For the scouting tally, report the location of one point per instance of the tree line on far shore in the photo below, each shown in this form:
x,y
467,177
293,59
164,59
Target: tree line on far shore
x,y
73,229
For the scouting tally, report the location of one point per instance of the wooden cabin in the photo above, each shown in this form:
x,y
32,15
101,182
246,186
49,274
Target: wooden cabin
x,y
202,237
---
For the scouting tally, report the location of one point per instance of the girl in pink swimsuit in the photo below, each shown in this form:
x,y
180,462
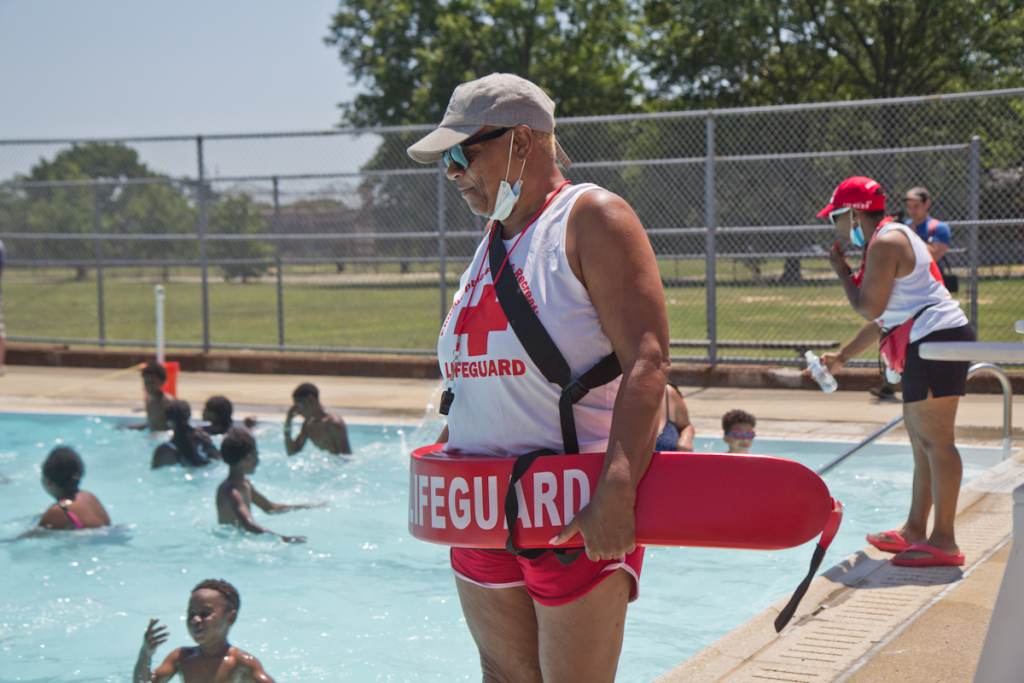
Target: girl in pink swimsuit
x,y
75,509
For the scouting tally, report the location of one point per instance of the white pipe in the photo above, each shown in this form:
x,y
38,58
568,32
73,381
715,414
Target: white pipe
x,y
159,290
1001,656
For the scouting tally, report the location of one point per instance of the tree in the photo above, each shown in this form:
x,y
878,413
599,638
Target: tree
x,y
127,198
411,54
---
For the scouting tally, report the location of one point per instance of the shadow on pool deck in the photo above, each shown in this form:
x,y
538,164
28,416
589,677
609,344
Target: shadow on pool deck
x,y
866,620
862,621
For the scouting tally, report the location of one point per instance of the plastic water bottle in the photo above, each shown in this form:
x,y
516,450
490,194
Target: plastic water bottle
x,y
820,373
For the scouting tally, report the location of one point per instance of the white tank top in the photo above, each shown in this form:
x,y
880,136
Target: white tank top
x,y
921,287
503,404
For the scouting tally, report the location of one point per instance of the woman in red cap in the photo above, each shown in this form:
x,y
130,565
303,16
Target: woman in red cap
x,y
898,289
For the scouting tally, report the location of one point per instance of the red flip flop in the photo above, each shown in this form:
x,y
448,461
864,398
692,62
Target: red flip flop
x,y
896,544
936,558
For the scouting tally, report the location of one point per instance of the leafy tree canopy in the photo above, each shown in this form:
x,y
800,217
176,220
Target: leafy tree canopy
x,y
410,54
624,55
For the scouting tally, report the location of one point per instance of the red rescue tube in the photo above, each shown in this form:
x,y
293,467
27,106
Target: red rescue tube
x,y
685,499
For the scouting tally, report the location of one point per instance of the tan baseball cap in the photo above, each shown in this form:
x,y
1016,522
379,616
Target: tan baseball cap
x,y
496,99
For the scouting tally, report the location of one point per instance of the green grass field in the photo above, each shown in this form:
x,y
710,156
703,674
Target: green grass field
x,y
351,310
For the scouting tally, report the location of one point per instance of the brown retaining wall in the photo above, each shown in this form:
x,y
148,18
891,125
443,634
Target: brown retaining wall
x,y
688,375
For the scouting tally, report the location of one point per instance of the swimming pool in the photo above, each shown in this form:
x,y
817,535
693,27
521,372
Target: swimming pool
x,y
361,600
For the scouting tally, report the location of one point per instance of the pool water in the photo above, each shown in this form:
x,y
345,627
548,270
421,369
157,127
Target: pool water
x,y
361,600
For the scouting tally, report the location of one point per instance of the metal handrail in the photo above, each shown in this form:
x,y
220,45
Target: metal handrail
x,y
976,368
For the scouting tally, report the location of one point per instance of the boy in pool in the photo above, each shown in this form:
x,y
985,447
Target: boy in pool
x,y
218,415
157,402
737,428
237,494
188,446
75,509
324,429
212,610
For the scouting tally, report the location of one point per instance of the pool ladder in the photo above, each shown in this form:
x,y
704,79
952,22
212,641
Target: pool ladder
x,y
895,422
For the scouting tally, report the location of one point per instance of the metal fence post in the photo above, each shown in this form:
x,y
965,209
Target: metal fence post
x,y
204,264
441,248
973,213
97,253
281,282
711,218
---
▶ _WHAT THE TASK ASKS_
Find each line above that contains the word "post", and copy out every one of them.

▶ _FINISHED TASK_
For the scouting tally, report the location of one point per instance of the metal fence post in the photo above, each shown in this form:
Target: metal fence post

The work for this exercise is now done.